What you will do ->
For this exercise, retype every record below exactly and keep the pictures out.
+++ Data to examine
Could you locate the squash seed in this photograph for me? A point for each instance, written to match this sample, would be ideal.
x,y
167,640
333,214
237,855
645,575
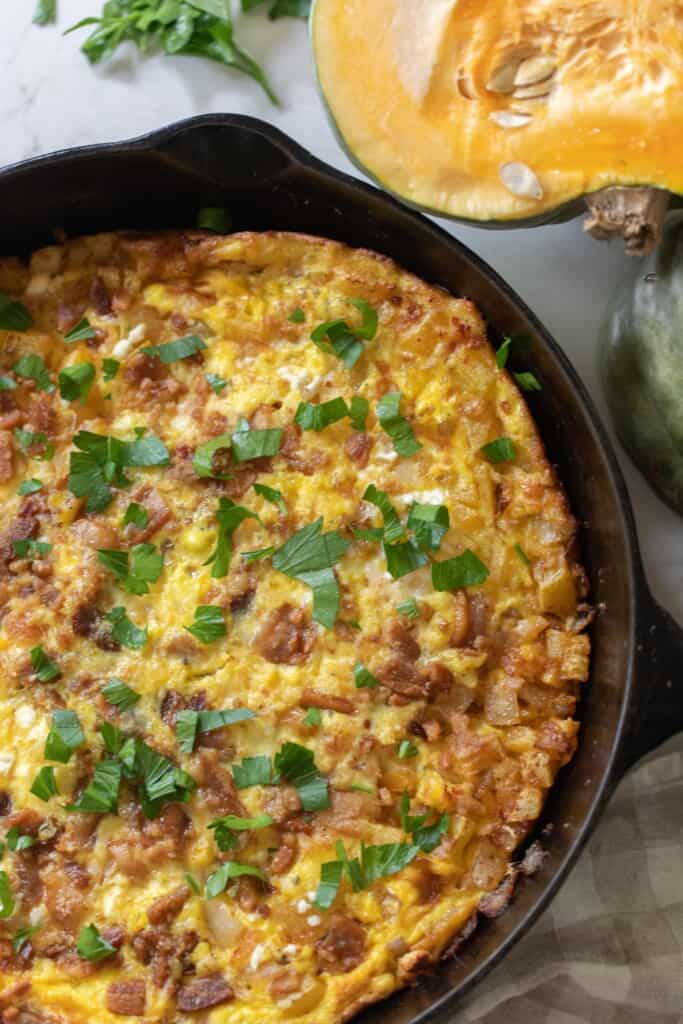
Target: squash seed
x,y
503,79
535,70
520,180
531,91
510,119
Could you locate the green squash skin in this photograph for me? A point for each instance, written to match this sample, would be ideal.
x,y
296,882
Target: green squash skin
x,y
641,366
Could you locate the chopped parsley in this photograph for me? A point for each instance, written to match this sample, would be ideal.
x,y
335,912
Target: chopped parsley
x,y
364,678
309,556
214,218
217,383
76,381
172,351
124,631
119,694
338,338
30,486
81,332
33,368
134,569
44,784
135,515
13,315
225,828
189,723
395,425
92,946
66,735
456,573
271,495
43,668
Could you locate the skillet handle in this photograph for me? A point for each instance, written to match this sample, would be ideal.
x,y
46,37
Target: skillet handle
x,y
656,713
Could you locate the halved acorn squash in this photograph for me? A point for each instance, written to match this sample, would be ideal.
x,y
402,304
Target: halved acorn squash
x,y
511,112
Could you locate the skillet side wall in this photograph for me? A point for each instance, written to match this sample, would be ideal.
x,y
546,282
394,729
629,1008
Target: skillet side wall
x,y
267,182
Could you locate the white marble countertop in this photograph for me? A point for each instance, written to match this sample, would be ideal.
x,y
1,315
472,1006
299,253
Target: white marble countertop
x,y
51,98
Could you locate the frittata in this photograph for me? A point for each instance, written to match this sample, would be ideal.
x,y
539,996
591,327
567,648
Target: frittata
x,y
292,629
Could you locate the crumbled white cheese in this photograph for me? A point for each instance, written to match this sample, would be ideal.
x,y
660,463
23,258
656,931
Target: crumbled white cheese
x,y
127,344
25,716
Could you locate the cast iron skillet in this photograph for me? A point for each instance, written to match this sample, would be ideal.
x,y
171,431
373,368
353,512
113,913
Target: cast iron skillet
x,y
634,700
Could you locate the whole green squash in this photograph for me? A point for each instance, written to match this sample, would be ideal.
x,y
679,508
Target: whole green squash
x,y
642,366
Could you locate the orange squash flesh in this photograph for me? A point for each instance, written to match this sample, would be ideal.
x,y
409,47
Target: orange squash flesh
x,y
409,84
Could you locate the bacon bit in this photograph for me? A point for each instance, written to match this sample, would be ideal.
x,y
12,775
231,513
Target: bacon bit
x,y
204,992
127,997
342,947
357,448
169,906
287,636
313,698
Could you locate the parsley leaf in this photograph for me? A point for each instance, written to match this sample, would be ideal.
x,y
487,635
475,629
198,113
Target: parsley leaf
x,y
172,351
455,573
92,946
297,765
44,784
81,332
66,735
217,881
214,218
271,495
364,678
124,631
395,425
317,417
145,566
502,450
13,315
34,369
118,693
76,381
309,557
253,771
44,669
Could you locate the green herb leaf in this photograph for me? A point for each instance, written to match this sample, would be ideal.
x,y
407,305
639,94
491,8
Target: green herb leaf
x,y
82,332
13,315
124,631
33,368
217,383
217,882
76,381
43,668
7,902
214,218
317,417
92,946
66,735
358,410
502,450
409,608
172,351
297,765
271,495
455,573
118,693
395,425
110,369
364,678
44,784
101,794
30,486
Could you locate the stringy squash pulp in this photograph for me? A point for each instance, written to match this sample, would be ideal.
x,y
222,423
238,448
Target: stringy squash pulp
x,y
506,110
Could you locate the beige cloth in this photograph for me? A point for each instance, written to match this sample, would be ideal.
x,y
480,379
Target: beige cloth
x,y
609,950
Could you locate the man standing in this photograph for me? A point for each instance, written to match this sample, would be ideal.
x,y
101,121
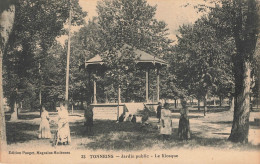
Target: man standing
x,y
159,109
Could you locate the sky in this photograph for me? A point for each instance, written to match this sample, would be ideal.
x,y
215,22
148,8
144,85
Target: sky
x,y
173,12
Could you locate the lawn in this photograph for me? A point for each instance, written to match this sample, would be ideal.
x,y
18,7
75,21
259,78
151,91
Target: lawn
x,y
210,131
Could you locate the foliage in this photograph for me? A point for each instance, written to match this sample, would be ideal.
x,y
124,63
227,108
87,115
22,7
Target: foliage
x,y
36,26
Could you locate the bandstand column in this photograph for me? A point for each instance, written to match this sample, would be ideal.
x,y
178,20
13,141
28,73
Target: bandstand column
x,y
147,85
158,85
95,92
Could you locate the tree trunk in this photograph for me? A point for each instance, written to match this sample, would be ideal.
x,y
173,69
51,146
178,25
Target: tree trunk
x,y
205,104
240,127
6,24
231,104
184,123
199,104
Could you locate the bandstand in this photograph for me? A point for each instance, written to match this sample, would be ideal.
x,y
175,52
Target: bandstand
x,y
113,110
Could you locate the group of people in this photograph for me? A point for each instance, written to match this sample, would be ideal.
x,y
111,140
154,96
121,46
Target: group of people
x,y
164,118
62,135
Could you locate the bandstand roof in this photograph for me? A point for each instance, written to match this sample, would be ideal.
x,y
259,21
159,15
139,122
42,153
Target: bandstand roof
x,y
144,58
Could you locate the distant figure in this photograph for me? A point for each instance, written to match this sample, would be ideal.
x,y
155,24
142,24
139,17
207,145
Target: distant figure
x,y
63,135
44,130
121,118
133,119
89,118
128,119
159,109
184,132
145,115
166,122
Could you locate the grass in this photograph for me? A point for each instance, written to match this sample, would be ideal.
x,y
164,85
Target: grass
x,y
211,131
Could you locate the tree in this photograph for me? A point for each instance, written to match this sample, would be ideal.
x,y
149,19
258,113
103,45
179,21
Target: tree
x,y
239,20
37,24
200,61
133,23
7,12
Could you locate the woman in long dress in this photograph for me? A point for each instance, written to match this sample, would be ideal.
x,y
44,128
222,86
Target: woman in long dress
x,y
166,122
63,135
44,130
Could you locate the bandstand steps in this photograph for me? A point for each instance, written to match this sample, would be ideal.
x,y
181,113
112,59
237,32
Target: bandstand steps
x,y
106,112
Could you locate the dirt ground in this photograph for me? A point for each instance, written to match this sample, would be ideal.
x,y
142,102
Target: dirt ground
x,y
209,132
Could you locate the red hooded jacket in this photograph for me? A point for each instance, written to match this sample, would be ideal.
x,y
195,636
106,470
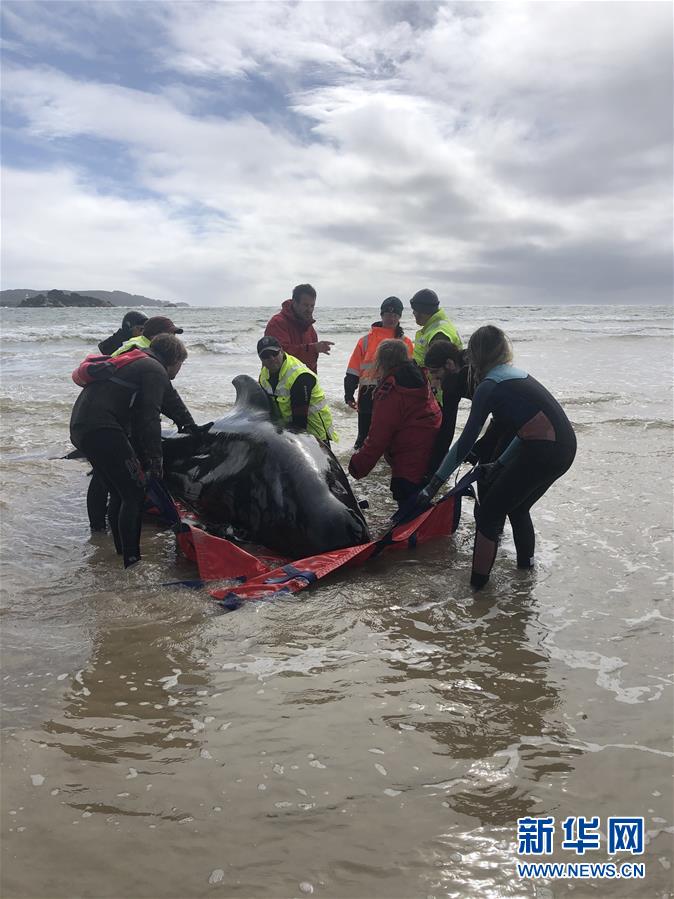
++++++
Answer section ->
Could you locate the squash seed in this photograph for me? A point for each instance, written to match this sample, would be ideal.
x,y
167,640
333,214
237,855
645,575
Target: squash seed
x,y
503,79
535,70
520,180
531,91
510,119
Could you locate the green squash skin in this photograph for me? A point for each instance, written to match this sample, would be ideal.
x,y
296,882
Target: green squash skin
x,y
641,366
Could you locate the chopped parsley in this photograph for me? A point for each instance, written to match this sample, would be ideal.
x,y
335,912
Target: chopped parsley
x,y
364,678
309,556
214,218
217,383
76,381
172,351
124,631
119,694
338,338
30,486
81,332
33,368
134,569
44,784
135,515
13,315
225,828
189,723
395,425
92,946
66,735
456,573
271,495
43,668
Could you locate the skillet handle in this photograph for me? A point for each instance, written to match this sample, would be ideal.
x,y
46,37
Target: skillet handle
x,y
656,713
Could you locate the halved acorn squash in this photograph for me? A point for each instance, written to match this sample, would be ideal.
x,y
402,304
Target: halved acorn squash
x,y
511,112
Could you locate the skillet side wall in this photograph for me? A point for each instance, written to match this sample, would be ideal.
x,y
546,282
394,729
629,1008
Target: skillet side wall
x,y
267,182
Could you locate the white marble countertop in this photograph for me? A point for each instance, written to match this sample, would be ideal.
x,y
1,315
472,1006
299,253
Target: white marble countertop
x,y
51,98
Could you locate the frittata in this photograph for me? A point for each instance, written to match this sample, would be ideal.
x,y
539,996
591,327
567,648
Target: frittata
x,y
292,629
Could you locate the crumbled white cheese in this photograph for me? A point for each instance, written to match this sample, would be ideal.
x,y
660,463
23,258
656,931
Target: crumbled white cheese
x,y
127,344
25,716
Could you locate the cast iron skillet in this photograph for me? A point for each instance, written to match this sample, would be ideal.
x,y
171,431
373,368
353,512
113,913
Target: cast iron skillet
x,y
634,700
Could you locate the whole green squash in this photograph for me? A point for each instance, written to match this sample, would be ideal.
x,y
679,508
Target: whole green squash
x,y
642,366
Could you locate the orange squash flesh in this photograph for me? A point for each instance, written to match this sample, would be ideal.
x,y
409,47
Target: orange squash flesh
x,y
409,84
Could you locate the bacon bit in this photograph for me? A point for each instance, written to match this sample, would be ideal.
x,y
12,775
231,513
Target: bacon bit
x,y
204,992
127,997
342,947
357,448
169,906
287,636
313,698
Could you locate the parsley leaf in this photograph for me? A point for each instance, written to match this sample, would be ideal.
x,y
487,635
475,629
198,113
Target: parsley leaf
x,y
172,351
455,573
92,946
297,765
44,784
81,332
66,735
217,881
214,218
271,495
364,678
124,631
395,425
317,417
145,566
502,450
13,315
34,369
118,693
76,381
309,557
253,771
44,669
Could you locate the green herb leaf in this photograph for me? A point for each instance, written to match this sample, would be ideal.
x,y
407,305
639,94
491,8
Target: green herb leaf
x,y
82,332
13,315
124,631
33,368
217,383
217,882
76,381
43,668
7,902
214,218
317,417
92,946
66,735
358,410
502,450
409,608
172,351
297,765
271,495
455,573
118,693
395,425
110,369
364,678
44,784
101,794
30,486
Could you locate the stringy squash pulp in this photograph for me? A point for each instance, written to match this sample, would be ideal.
x,y
222,423
238,448
Target: stringy squash pulp
x,y
506,110
Could you locate the beige cloth in this photograph for me? A point for each instance, written to match this sample, would be ideal.
x,y
480,379
Target: beige cloth
x,y
609,950
Could you locate the man standing in this photograph for me? A point for each instance, written to match this sample, would be ideal.
x,y
101,121
Target: man standing
x,y
159,109
Could you locate the sky in this photograph for me? A point for each instance, written to match this sample, would be ideal.
x,y
215,22
148,8
144,85
Target: sky
x,y
173,12
Could you locate the lawn in this photograph for me? A point for each instance, written to match this sample, would be ideal.
x,y
18,7
75,21
259,78
151,91
Target: lawn
x,y
210,131
Could you locate the foliage in this photograph for me? A point for each instance, written to match this sample, would be ideal.
x,y
124,63
227,108
87,115
22,7
Target: foliage
x,y
36,26
Could you locate the bandstand column in this photograph for me? A point for each instance, written to match this sample, would be ideal.
x,y
178,20
13,141
28,73
Target: bandstand column
x,y
147,85
158,85
95,92
Could you locate the tree trunk in this photograph for me? A point for each instance, written to match this sample, would be ideal.
x,y
173,69
51,146
178,25
Target: tree trunk
x,y
205,104
240,127
6,24
231,104
184,123
199,104
Could you locate the bandstand in this photograph for me? A point for each instance, written to match this sample, would be ideal.
x,y
175,52
Target: bandstand
x,y
113,110
Could you locate the group of people in this photograph for me? A point for each instance, written to match this sample, would be ideal.
x,y
111,140
154,96
121,46
Target: group of people
x,y
164,118
62,135
Could you locate the bandstand roof in this photograph for me? A point for each instance, written to match this sample, would be ideal.
x,y
259,21
159,15
139,122
42,153
Target: bandstand roof
x,y
144,58
Could you locate the distant figure in this photograph for me? A point for each instance, written to match this sample, would be ideal.
x,y
155,24
142,24
139,17
207,145
Target: distant figure
x,y
63,135
44,130
121,118
133,119
89,118
128,119
159,109
184,132
145,115
166,122
Could you locate the grass in this photograph for me? A point for each instance, written to match this sample, would be ideal.
x,y
164,85
Target: grass
x,y
211,131
Could you locate the tree in this photograph for me? A point for each instance, written to match this sample, would be ideal.
x,y
149,19
258,113
103,45
179,21
Target: tree
x,y
239,20
37,24
200,61
133,23
7,12
Could you locate the woman in long dress in this photograph for me? A point for each instance, written to match this sample, would be ideal.
x,y
44,128
222,86
Target: woman in long dress
x,y
166,122
63,135
44,130
Could you locate the bandstand steps in this photograph for me? A point for each instance, written to match this sample, would be ideal.
x,y
181,113
112,59
237,32
Target: bandstand steps
x,y
106,112
Could you locate the dirt ground in this photograph for me? A point for each instance, written to match this sample, would be ideal.
x,y
142,102
Target: dirt ground
x,y
209,132
Could you locate the red hooded jacket in this photograph for me? A point for each instance, written to match this sample, would be ideal.
x,y
195,636
106,470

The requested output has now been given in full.